TASK PROMPT: As an exercise, transcribe the data below in full and exactly, omitting pictures.

● ● ● ●

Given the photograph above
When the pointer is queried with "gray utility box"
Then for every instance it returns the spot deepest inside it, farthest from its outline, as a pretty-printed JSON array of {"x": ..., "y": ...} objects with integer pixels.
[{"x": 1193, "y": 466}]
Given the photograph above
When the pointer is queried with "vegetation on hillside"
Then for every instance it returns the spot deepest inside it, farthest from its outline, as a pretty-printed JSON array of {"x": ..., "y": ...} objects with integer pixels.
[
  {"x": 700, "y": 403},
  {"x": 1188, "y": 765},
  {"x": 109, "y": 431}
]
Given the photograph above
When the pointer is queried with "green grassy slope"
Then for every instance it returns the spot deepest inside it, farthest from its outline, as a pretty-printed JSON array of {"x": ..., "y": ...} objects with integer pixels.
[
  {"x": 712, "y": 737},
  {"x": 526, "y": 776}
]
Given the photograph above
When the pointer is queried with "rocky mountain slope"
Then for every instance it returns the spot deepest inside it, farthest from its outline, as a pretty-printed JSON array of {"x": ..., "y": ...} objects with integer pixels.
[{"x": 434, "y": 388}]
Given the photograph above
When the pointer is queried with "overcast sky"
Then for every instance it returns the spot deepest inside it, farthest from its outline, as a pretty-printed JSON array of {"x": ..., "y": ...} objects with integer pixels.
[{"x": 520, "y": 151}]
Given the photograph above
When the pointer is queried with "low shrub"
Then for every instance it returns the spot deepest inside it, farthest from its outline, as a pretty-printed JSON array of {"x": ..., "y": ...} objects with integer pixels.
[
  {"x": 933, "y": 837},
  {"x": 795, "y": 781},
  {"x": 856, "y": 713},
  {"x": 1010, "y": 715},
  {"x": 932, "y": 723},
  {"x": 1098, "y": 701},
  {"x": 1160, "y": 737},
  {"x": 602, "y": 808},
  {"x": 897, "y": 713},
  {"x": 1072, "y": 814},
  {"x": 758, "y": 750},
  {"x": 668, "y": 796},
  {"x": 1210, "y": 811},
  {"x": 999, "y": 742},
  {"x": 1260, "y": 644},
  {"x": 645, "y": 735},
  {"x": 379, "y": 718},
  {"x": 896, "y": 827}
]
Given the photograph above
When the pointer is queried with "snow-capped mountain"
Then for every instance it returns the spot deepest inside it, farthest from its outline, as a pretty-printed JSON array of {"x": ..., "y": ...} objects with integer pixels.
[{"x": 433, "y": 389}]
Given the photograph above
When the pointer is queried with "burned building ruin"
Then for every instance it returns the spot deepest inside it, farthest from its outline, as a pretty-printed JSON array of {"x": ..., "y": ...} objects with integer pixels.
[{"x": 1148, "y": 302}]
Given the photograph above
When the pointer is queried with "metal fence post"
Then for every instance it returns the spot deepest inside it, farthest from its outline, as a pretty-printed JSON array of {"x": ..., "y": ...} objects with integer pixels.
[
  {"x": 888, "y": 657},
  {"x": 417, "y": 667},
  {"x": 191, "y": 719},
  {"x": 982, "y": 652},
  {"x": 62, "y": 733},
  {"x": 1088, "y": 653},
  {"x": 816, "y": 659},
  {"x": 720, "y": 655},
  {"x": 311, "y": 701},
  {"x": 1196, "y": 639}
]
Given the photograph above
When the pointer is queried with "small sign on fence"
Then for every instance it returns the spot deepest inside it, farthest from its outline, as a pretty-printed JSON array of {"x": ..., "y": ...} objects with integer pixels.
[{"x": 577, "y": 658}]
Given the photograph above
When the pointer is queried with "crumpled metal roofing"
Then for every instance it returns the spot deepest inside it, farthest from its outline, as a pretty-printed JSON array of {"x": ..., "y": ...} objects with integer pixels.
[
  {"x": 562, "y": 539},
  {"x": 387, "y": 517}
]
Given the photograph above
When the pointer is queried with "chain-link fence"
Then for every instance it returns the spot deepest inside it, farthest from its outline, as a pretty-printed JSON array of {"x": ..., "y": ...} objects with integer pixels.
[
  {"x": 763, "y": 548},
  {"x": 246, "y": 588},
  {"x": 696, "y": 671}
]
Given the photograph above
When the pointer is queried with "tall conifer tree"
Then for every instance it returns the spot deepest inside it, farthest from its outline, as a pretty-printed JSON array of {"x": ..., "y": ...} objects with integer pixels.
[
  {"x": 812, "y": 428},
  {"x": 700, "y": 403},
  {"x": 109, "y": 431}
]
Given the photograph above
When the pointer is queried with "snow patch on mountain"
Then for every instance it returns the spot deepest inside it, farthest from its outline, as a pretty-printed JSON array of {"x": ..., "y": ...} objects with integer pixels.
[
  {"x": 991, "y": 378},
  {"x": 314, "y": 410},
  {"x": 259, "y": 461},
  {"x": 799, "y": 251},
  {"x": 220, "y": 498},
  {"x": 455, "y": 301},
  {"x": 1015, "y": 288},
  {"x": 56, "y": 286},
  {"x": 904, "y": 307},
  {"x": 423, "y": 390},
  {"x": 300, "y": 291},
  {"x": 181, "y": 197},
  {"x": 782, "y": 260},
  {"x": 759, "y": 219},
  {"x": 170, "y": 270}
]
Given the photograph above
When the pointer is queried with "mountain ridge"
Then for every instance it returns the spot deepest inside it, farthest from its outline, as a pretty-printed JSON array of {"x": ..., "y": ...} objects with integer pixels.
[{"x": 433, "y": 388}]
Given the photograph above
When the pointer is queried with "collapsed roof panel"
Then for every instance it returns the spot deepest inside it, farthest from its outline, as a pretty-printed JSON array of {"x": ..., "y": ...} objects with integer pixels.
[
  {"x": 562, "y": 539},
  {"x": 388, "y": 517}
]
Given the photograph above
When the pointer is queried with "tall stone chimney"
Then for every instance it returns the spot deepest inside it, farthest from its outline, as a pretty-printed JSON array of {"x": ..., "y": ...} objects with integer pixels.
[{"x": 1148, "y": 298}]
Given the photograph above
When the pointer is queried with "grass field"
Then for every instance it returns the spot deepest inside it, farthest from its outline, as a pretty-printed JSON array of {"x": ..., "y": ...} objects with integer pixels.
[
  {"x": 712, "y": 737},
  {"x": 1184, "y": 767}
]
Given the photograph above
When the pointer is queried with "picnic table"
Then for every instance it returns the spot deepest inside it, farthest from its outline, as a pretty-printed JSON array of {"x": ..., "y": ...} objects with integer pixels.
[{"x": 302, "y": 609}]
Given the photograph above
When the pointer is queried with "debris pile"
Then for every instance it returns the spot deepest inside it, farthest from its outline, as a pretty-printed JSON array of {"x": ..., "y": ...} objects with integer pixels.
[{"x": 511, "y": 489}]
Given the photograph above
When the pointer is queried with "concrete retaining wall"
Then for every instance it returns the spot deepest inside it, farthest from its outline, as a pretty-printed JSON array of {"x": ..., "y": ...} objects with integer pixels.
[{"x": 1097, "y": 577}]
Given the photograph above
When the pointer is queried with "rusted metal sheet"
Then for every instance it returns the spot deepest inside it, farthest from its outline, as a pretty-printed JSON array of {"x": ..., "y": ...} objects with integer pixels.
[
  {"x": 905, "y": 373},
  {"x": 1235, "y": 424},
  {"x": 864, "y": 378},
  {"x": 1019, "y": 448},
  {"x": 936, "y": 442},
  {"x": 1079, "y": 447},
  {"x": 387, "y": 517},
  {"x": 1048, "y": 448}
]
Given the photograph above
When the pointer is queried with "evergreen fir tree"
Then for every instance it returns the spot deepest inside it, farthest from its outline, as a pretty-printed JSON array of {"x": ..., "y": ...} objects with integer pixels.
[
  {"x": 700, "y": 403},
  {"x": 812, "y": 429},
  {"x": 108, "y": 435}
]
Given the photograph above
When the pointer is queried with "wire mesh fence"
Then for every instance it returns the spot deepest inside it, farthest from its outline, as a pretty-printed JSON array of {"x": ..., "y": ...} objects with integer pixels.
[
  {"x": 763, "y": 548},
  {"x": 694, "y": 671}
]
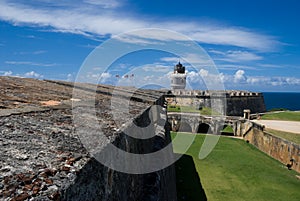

● ● ● ●

FINISHED TASK:
Given the photograph above
When the pointer is queried with "gray utility box"
Then for every instance it returns the spot deepest inside it, farthest from its outline, as a pretty-printed JSON array of {"x": ..., "y": ...} objects with integer pixels.
[{"x": 1193, "y": 466}]
Given the photograph above
When the pointer is queried with "vegetation on hillside"
Then for every instance it returns the spot deepest inside it, farthest from its outline, as a pretty-printed JSON array of {"x": ..., "y": ...} objects with integer pixels.
[
  {"x": 700, "y": 403},
  {"x": 1188, "y": 765},
  {"x": 109, "y": 431}
]
Given the photograph above
When the pointer is queried with "green grassy slope"
Then for every instance it returns the spot deepest inside it, farthest from its outline, as a pretty-printed JSON array of {"x": ..., "y": ...} objects with integer pixels.
[
  {"x": 712, "y": 737},
  {"x": 526, "y": 776}
]
Given the photograph above
When the pointer is queried with "rocky mountain slope"
Then for every instance it returns the spot deepest inside it, farthest from its outline, as a pretty-printed JSON array of {"x": ..., "y": ...} objects with integer pixels.
[{"x": 434, "y": 388}]
Given the photograph above
When the pointer is queried with "overcast sky"
Then for every instance it returns the spot deepest inside it, farthest from its outline, as a pretty-printed JSON array of {"x": ..., "y": ...} objects with integer pixels.
[{"x": 520, "y": 151}]
Given the photograph above
When the pointer is queried with "low shrub"
Then for every instance it returns the spot deepest inside it, farthest from its outline, as a pretty-printed JSON array of {"x": ..., "y": ...} objects with integer pixels.
[
  {"x": 933, "y": 837},
  {"x": 795, "y": 781},
  {"x": 856, "y": 713},
  {"x": 1010, "y": 715},
  {"x": 932, "y": 723},
  {"x": 1098, "y": 701},
  {"x": 1160, "y": 737},
  {"x": 602, "y": 808},
  {"x": 897, "y": 713},
  {"x": 1072, "y": 814},
  {"x": 758, "y": 750},
  {"x": 668, "y": 796},
  {"x": 1210, "y": 811},
  {"x": 999, "y": 742},
  {"x": 1260, "y": 644},
  {"x": 645, "y": 735},
  {"x": 379, "y": 718},
  {"x": 896, "y": 827}
]
Given the photograph above
When the pointer is queried with "snow-capped mountain"
Then for every instance it returns the spot deepest inside it, farthest from its outline, as a pretty-printed JSON array of {"x": ..., "y": ...} objects with integer pixels.
[{"x": 433, "y": 389}]
Given the photograph above
When the pointer is queried with "burned building ruin"
Then for every instance it returns the spot deepest inside it, farthest from its outline, as a pretty-printed JSON array of {"x": ..., "y": ...} objects with integer pixels.
[{"x": 1148, "y": 302}]
Given the photograph above
When the pointer is queried with "metal fence post"
Then for every instance it returns the spot deepest inside it, farthest from its outline, as a pretty-printed JSON array of {"x": ..., "y": ...} objects with integer pixels.
[
  {"x": 888, "y": 657},
  {"x": 417, "y": 667},
  {"x": 191, "y": 719},
  {"x": 982, "y": 652},
  {"x": 62, "y": 733},
  {"x": 1088, "y": 653},
  {"x": 816, "y": 659},
  {"x": 720, "y": 655},
  {"x": 311, "y": 701},
  {"x": 1196, "y": 639}
]
Given the photograph above
When the pointer is queried with "small sign on fence"
Then for every instance it returns the spot deepest inside it, farthest from its outline, as a pretty-printed JSON array of {"x": ..., "y": ...} objects with integer pixels.
[{"x": 577, "y": 658}]
Given the photograph above
When the pointer is queried with "crumpled metal roofing"
Then for every instance it returns the spot deepest inside it, farthest from its outline, as a pretty-printed JSON array of {"x": ..., "y": ...} objects with integer pixels.
[
  {"x": 562, "y": 539},
  {"x": 387, "y": 517}
]
Given the photograph above
When the pointer is queried with "chain-link fence"
Then for every instance it returns the spot deepest inside it, farthest from its outline, as a pretty-printed JSON array of {"x": ..., "y": ...} objects with integer pixels.
[
  {"x": 763, "y": 548},
  {"x": 246, "y": 588},
  {"x": 696, "y": 671}
]
Given the photograph above
When the pointer is queried with "tall conifer tree"
Then for every instance it returns the spot deepest inside it, farthest from its outline, as a pretty-printed JSON array of {"x": ..., "y": ...} objects with integer pixels.
[
  {"x": 812, "y": 428},
  {"x": 700, "y": 403},
  {"x": 109, "y": 431}
]
Given the photograph above
When the pointer is queried with "snow patch on mountain"
Then for every instance it returns the spot deepest inside it, farthest from its outline, as a pretty-printed JSON array of {"x": ..., "y": ...} objects with integer pixels.
[
  {"x": 991, "y": 378},
  {"x": 314, "y": 410},
  {"x": 259, "y": 461},
  {"x": 799, "y": 251},
  {"x": 220, "y": 498},
  {"x": 455, "y": 301},
  {"x": 1015, "y": 288},
  {"x": 56, "y": 286},
  {"x": 904, "y": 307},
  {"x": 423, "y": 390},
  {"x": 300, "y": 291},
  {"x": 181, "y": 197},
  {"x": 782, "y": 260},
  {"x": 759, "y": 219},
  {"x": 170, "y": 270}
]
Given the photograph above
When the pointer is queried with "mountain ridge"
Then for every instance it returns the spot deepest inside it, farthest from its outline, as a pretty-printed JSON array of {"x": ..., "y": ...} objects with integer pixels.
[{"x": 433, "y": 388}]
Given the photograph above
When the pointer is queried with "collapsed roof panel"
Then for every instance it returns the spot deepest inside it, farthest from its outline, as a pretty-printed JSON array of {"x": ..., "y": ...} objects with integer pixels.
[
  {"x": 562, "y": 539},
  {"x": 388, "y": 517}
]
Given the photograph above
When the pointer is queried with "tall stone chimney"
Then for every instance it returns the spot deepest inside it, farthest from its outline, as a pretty-printed JSON array of {"x": ..., "y": ...} objects with integer pixels.
[{"x": 1148, "y": 298}]
Given the photograph above
When the pointer is queried with "grass field"
Then for every instance it returns the spot deepest inside it, farthest from its outline, as a pretty-printed JSON array of {"x": ..., "y": ...} objects with integer pixels.
[
  {"x": 712, "y": 737},
  {"x": 1184, "y": 767}
]
Given the photograph above
When the pointer is queried with "picnic table"
Then for every instance it returns the spot deepest inside it, farthest from its outline, as a pretty-printed JSON array of {"x": ..., "y": ...} objects with integer pixels.
[{"x": 302, "y": 609}]
Given the photograph above
When the pointer is queried with "debris pile"
Then for every instance it returns the spot deepest inside it, farthest from its outline, as a pretty-printed JSON array of {"x": ..., "y": ...} objects with integer pixels.
[{"x": 511, "y": 489}]
Given the photograph above
When the pointer is queried with "concrete retaining wall"
Then for every instance it returns the spot deepest inside it, farthest from its outline, as a pretty-printed JSON array of {"x": ..., "y": ...} objects with integer pixels.
[{"x": 1097, "y": 577}]
Given the photograph above
When the pointer is queried with "rusted metal sheet"
Then for every instance it returns the spot deepest inside it, farthest from its outline, as a pretty-printed JSON array of {"x": ..., "y": ...} objects with integer pixels.
[
  {"x": 905, "y": 373},
  {"x": 1235, "y": 424},
  {"x": 864, "y": 378},
  {"x": 1019, "y": 448},
  {"x": 936, "y": 442},
  {"x": 1079, "y": 447},
  {"x": 387, "y": 517},
  {"x": 1048, "y": 448}
]
Given the photograph above
When the pointer is queried with "evergreen fir tree"
Then for every instance it returns the spot deepest inside it, farthest from its outline, as a pretty-printed JSON array of {"x": ..., "y": ...} objects with integer pixels.
[
  {"x": 700, "y": 403},
  {"x": 812, "y": 429},
  {"x": 108, "y": 435}
]
Given the photograph above
When the pointer is queried with "wire mesh fence"
Then for every instance it returns the spot deepest inside it, farthest from its outline, as a pretty-printed JSON array of {"x": ..., "y": ...} objects with integer pixels.
[
  {"x": 763, "y": 548},
  {"x": 694, "y": 671}
]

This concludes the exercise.